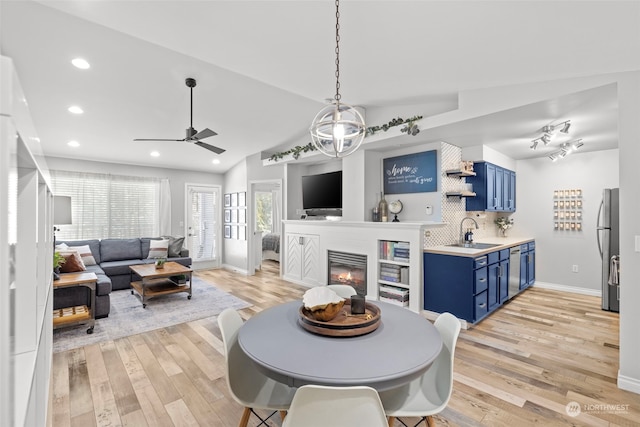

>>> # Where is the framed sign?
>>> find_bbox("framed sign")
[383,150,437,194]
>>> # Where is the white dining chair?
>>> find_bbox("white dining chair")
[327,284,357,298]
[282,385,389,427]
[218,308,297,427]
[380,312,461,427]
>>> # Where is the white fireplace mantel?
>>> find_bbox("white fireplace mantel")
[281,220,445,312]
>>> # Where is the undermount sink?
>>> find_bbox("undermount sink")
[447,242,502,249]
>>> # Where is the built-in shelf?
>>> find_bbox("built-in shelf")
[446,191,476,198]
[445,169,476,178]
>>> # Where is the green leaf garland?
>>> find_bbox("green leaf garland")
[268,115,424,162]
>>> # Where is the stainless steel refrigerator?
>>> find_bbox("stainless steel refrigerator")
[597,188,620,312]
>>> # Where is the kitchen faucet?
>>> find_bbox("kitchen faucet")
[460,217,479,245]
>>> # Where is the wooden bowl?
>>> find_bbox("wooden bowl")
[307,300,345,322]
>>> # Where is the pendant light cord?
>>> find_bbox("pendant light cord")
[334,0,341,103]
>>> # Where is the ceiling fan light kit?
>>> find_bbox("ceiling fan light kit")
[134,77,225,155]
[309,0,366,158]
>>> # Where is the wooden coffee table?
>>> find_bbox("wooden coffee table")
[129,262,193,308]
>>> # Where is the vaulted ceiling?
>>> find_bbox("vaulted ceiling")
[2,1,638,173]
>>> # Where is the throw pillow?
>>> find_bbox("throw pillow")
[163,235,185,258]
[147,239,169,259]
[59,251,87,273]
[70,244,97,266]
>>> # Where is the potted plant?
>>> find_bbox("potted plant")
[155,257,166,269]
[495,217,514,237]
[53,251,66,280]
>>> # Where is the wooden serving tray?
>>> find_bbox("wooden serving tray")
[298,300,381,337]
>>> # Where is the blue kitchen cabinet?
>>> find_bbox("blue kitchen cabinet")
[488,249,509,311]
[520,241,536,290]
[424,248,509,323]
[466,162,516,212]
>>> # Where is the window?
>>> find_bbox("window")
[51,170,161,240]
[255,191,273,233]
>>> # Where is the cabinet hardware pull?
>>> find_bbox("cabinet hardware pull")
[479,278,486,282]
[478,303,486,308]
[299,236,304,245]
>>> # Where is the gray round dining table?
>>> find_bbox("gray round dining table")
[238,300,443,391]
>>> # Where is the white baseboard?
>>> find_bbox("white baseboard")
[618,371,640,395]
[533,281,601,297]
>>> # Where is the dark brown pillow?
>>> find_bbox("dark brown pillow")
[59,251,87,273]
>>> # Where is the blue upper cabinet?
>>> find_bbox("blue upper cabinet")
[465,162,516,212]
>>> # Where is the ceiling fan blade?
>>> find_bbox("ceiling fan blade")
[192,128,217,140]
[133,138,185,142]
[194,141,226,154]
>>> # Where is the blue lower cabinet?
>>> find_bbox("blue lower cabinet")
[424,251,499,323]
[475,291,488,319]
[424,248,513,324]
[520,242,536,290]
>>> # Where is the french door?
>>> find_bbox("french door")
[185,184,221,267]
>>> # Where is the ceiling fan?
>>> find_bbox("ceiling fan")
[134,77,225,154]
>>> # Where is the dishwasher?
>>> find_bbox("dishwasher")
[508,247,521,299]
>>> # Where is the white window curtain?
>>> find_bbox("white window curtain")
[159,178,171,236]
[51,170,162,240]
[272,189,281,233]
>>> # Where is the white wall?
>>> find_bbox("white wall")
[616,72,640,393]
[223,159,248,272]
[45,156,222,238]
[515,149,619,292]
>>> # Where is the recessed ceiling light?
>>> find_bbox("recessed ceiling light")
[67,140,80,147]
[150,151,160,157]
[212,159,220,164]
[68,105,84,114]
[71,58,90,69]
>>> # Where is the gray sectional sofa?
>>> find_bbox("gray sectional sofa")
[55,237,191,318]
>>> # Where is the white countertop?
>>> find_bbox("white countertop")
[424,236,534,257]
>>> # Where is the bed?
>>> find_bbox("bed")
[262,232,280,262]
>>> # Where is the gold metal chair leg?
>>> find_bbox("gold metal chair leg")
[426,415,436,427]
[280,410,287,421]
[388,416,395,427]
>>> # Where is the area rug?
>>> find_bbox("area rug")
[53,276,251,353]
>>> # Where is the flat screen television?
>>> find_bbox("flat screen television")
[302,171,342,214]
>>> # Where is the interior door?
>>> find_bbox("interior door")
[185,184,221,267]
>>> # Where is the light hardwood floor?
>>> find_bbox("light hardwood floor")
[49,261,639,426]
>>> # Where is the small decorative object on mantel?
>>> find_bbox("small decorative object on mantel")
[389,200,403,222]
[495,217,514,237]
[154,258,166,269]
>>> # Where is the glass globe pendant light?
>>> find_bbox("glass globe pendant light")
[310,0,366,158]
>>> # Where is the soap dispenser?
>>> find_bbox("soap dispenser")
[464,228,474,243]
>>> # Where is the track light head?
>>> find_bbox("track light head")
[560,121,571,134]
[541,133,552,145]
[530,139,539,150]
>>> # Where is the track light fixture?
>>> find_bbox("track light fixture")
[530,120,572,150]
[548,139,583,161]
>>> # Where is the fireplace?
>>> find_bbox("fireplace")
[327,250,367,296]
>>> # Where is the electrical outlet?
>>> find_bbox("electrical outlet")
[572,265,579,273]
[425,206,433,215]
[425,230,431,238]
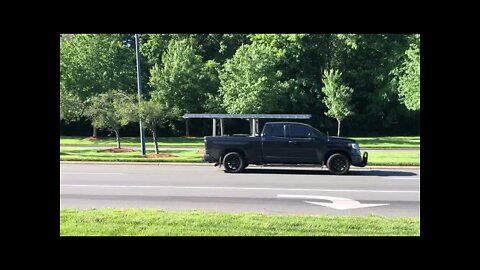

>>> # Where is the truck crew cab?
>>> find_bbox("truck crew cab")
[203,122,368,175]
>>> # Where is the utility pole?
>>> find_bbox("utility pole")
[135,34,146,156]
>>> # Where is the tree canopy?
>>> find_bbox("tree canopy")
[219,42,287,114]
[83,90,136,148]
[392,35,420,111]
[61,34,420,137]
[148,39,212,118]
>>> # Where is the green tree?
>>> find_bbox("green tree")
[148,39,210,119]
[192,34,251,64]
[332,34,415,134]
[60,34,137,136]
[248,34,314,113]
[60,34,421,137]
[219,42,287,113]
[392,35,420,111]
[60,84,84,123]
[321,69,354,136]
[202,60,223,113]
[140,34,172,69]
[138,99,178,154]
[84,90,136,149]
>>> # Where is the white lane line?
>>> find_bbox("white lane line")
[382,177,420,180]
[60,184,419,193]
[61,173,124,175]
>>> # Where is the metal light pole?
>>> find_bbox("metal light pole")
[135,34,146,156]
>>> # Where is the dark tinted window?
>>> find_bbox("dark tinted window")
[289,125,313,138]
[264,124,285,137]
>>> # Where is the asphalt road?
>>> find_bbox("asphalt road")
[60,164,420,217]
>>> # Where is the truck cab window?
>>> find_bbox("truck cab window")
[264,124,285,138]
[289,125,314,138]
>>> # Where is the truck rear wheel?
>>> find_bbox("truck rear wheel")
[327,153,350,175]
[223,152,245,173]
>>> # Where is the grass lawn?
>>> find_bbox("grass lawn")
[60,209,420,236]
[353,136,420,149]
[367,151,420,166]
[60,136,204,147]
[60,136,419,149]
[60,148,202,162]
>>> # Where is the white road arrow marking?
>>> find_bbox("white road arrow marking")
[277,194,389,210]
[382,177,420,180]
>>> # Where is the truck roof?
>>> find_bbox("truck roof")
[265,121,311,126]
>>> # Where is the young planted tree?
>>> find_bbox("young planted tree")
[321,69,354,136]
[84,90,136,149]
[138,99,176,154]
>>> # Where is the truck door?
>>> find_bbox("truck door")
[286,124,319,164]
[261,123,296,163]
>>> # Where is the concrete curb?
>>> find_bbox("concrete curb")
[60,161,209,166]
[59,161,419,169]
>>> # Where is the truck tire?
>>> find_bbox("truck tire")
[223,152,245,173]
[327,153,350,175]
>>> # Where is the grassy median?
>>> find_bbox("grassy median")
[60,209,419,236]
[59,148,419,166]
[60,136,204,147]
[60,148,201,162]
[367,151,420,166]
[353,136,420,149]
[60,136,420,149]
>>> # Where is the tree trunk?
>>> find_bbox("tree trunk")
[92,126,97,138]
[337,119,341,137]
[152,130,159,154]
[115,129,121,149]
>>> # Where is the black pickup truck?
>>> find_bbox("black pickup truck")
[203,122,368,175]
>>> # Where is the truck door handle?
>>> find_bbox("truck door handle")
[288,141,296,144]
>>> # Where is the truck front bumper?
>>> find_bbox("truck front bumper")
[352,152,368,167]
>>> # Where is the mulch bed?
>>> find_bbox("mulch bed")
[84,136,101,141]
[97,148,136,153]
[96,148,178,157]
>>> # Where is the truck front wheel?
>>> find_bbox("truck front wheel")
[223,152,245,173]
[327,153,350,175]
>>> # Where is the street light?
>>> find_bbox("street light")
[135,34,146,156]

TASK ITEM » An exact copy is needed of the lines from the start of the listing through the line with "wooden coffee table?", both end lines included and pictures excluded.

ANSWER BOX »
>>> # Where is the framed sign?
>>> find_bbox("framed sign")
[383,150,437,194]
>>> # Where is the white dining chair?
>>> find_bbox("white dining chair")
[327,284,357,298]
[282,385,389,427]
[218,308,297,427]
[380,312,461,427]
>>> # Where is the white fireplace mantel?
>>> find_bbox("white fireplace mantel")
[281,220,445,312]
>>> # Where is the undermount sink?
>>> find_bbox("undermount sink")
[447,242,502,249]
>>> # Where is the built-in shelf?
>>> find_bbox("built-in shelf")
[446,191,476,198]
[445,169,476,178]
>>> # Where is the green leaf garland?
>>> find_bbox("green leaf garland")
[268,115,424,162]
>>> # Where is the stainless steel refrigerator?
>>> find_bbox("stainless steel refrigerator")
[597,188,620,312]
>>> # Where is the kitchen faucet?
>>> find_bbox("kitchen faucet")
[460,217,479,245]
>>> # Where is the wooden bowl?
>>> find_bbox("wooden bowl")
[307,300,345,322]
>>> # Where is the pendant light cord?
>>> find_bbox("pendant light cord")
[334,0,341,103]
>>> # Where is the ceiling fan light kit?
>>> find_bbox("ceiling fan light kit")
[134,77,225,155]
[309,0,366,158]
>>> # Where is the wooden coffee table?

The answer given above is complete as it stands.